* Given text
Segment Open
Glancing back at the Vietnam War, which cost the lives of over 59,000 U.S. service personnel, and over 2.5 million Vietnamese and Cambodians, historians have asked in countless Vietnam books -What was the Vietnam War fought for and precisely what was accomplished?

Is Iraq a re-run?

The fear factor drove the Vietnam War fear.  It was perpetrated by a media propaganda campaign.  Could it be this was the concerted activity of the military-industrial complex that the Republican President Dwight D. Eisenhower warned us about?

The domino effect was the idea that if the U.S. did not stop the Communists in Vietnam, all of Asia might fall like a row of dominoes into Communist rule.

When the U.S. fled Vietnam and the Communist North Vietnamese took over South Vietnam, all of Asia did not become Communist.  The domino effect fear hysteria had been proven false.  Even Robert McNamara finally admitted that it was a hopeless war.

How time changes everything!  In 2008 China is the biggest trading partner of the U.S.A., with our trade balance to China being in the billions.  

The money made possible by the Saudis and China buying U.S. bonds keeps the U.S. functioning economically in 2008.

Don't talk about Democrats being the big spenders.  Not when Bush's national debt is bigger than all the previous national debts combined - approaching $10 trillion.

Traders today are considering, due to the drastic dollar decline, ceasing to use the battered U.S. dollar as the world's bench mark currency.

Don't blame the international currency traders for contemplating this possibility.  Blame Bush!

With the British pound now worth twice the value of the U.S. dollar and the Euro over 50 percent higher than the dollar's value, the U.S. economic plight is quite apparent.
Segment Closed
* What you have to do
According to the Vietnam War text, how many U.S. service personnel died in that war? These records come from a separate source.

(Stored data entries)
Segment Open
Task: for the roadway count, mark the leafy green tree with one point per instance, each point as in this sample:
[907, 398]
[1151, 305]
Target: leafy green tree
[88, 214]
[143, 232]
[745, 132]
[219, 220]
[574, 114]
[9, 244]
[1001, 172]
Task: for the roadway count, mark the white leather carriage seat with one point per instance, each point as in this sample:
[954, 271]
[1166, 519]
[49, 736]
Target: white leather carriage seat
Segment Closed
* Solution
Over 59,000.